▶

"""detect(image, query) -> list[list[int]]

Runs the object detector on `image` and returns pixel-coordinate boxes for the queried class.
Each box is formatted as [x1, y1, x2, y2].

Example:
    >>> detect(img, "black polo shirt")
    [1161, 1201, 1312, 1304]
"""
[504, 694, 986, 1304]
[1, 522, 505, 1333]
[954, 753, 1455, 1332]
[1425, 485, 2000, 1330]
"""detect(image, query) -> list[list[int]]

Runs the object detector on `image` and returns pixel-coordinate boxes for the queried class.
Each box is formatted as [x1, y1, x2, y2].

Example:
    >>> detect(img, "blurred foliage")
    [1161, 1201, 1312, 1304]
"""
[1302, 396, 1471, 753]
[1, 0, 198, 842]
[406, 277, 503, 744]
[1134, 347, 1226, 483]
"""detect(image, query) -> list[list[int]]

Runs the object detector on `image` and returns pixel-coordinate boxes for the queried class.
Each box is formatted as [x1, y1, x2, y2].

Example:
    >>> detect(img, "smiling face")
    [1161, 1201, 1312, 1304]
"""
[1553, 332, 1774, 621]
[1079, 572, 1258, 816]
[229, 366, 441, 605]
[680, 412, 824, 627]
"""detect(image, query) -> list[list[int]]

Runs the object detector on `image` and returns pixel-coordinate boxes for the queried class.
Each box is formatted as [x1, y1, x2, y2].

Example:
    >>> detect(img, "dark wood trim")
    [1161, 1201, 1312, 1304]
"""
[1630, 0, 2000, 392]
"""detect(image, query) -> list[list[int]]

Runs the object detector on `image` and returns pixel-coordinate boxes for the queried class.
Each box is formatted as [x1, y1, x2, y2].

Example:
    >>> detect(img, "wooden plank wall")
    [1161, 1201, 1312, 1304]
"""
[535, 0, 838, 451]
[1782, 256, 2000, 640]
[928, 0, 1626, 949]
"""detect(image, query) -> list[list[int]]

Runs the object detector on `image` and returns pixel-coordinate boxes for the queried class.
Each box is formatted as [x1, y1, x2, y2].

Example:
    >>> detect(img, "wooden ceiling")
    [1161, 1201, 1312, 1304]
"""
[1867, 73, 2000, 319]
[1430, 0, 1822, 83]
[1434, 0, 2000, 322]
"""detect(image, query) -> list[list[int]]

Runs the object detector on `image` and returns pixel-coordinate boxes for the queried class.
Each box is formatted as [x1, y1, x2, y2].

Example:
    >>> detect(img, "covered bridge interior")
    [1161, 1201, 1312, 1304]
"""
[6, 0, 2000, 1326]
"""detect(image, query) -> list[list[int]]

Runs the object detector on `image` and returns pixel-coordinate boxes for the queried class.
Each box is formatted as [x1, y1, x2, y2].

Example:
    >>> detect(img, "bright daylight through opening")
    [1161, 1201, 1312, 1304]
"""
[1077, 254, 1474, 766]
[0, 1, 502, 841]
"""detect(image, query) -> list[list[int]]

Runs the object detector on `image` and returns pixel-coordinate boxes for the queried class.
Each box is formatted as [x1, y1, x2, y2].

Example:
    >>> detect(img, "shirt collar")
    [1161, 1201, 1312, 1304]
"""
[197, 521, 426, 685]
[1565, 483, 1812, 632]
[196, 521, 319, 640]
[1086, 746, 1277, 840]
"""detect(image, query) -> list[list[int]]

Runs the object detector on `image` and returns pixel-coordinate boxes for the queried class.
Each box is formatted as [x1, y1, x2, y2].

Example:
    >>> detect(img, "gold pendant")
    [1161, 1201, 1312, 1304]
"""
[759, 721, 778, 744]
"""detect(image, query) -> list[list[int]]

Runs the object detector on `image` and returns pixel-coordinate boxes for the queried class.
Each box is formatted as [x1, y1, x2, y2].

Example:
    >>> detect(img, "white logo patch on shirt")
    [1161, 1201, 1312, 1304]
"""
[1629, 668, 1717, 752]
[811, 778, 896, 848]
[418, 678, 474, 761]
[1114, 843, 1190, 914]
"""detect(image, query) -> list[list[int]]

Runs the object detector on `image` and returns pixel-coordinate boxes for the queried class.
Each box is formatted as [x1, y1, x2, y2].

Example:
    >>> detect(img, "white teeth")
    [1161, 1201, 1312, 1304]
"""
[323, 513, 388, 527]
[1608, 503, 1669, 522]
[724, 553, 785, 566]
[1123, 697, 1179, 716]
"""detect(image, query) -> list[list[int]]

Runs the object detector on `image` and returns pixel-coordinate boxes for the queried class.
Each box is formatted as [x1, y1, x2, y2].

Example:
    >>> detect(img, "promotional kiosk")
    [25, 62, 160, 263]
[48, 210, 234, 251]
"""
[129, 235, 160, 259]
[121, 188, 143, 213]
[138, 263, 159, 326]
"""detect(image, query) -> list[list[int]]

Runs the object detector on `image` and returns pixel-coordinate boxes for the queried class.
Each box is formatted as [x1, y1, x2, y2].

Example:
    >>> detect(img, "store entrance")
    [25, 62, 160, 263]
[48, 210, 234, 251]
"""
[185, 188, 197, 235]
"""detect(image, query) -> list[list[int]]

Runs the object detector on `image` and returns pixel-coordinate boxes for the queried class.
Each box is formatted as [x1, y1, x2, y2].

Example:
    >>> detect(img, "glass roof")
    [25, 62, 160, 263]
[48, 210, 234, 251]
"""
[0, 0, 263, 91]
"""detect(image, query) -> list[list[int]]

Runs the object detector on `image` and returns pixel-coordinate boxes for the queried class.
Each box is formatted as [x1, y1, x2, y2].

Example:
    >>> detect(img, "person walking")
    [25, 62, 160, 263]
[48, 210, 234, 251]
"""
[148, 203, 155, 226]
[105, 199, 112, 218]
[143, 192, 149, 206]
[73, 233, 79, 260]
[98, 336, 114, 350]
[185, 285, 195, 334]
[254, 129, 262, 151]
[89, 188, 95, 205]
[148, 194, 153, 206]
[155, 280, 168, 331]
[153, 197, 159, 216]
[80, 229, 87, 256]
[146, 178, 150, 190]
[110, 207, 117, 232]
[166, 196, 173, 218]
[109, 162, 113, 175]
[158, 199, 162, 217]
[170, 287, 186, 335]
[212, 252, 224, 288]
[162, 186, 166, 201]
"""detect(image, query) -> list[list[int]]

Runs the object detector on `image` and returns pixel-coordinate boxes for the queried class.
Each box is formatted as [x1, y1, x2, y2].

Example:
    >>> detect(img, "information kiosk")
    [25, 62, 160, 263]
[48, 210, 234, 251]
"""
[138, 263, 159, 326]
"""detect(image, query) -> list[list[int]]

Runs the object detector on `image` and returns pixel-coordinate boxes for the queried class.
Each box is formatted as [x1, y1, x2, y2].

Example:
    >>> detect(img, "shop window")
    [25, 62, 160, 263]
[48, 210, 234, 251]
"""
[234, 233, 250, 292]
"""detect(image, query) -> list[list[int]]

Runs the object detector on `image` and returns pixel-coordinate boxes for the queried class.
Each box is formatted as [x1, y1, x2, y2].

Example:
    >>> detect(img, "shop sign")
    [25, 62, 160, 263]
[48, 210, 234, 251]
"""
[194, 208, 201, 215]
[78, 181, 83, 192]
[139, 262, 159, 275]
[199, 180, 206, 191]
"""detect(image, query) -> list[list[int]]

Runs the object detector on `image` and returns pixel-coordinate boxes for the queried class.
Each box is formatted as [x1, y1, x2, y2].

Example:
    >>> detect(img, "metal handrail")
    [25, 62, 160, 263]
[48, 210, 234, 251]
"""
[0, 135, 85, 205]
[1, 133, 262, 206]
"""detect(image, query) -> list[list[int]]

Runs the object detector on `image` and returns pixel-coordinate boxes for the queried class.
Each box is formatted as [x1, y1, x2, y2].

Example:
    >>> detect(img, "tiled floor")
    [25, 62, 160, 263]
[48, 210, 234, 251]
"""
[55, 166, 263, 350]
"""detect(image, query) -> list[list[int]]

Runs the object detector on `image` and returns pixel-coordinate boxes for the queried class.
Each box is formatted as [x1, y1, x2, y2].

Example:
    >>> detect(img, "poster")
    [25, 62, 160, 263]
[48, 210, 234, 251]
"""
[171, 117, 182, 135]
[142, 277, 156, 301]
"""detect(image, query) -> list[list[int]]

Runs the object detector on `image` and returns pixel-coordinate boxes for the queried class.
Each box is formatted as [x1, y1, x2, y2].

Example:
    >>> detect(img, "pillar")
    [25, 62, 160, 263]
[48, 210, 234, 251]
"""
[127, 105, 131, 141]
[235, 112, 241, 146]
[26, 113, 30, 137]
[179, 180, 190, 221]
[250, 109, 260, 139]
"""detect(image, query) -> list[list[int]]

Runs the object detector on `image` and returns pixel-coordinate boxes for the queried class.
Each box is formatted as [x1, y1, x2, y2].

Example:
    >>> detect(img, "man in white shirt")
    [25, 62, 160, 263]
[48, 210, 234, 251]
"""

◀

Among the records above, how many lines carry the string "kiosk"? Reply with the number alone.

-- RESULT OF THIS TASK --
2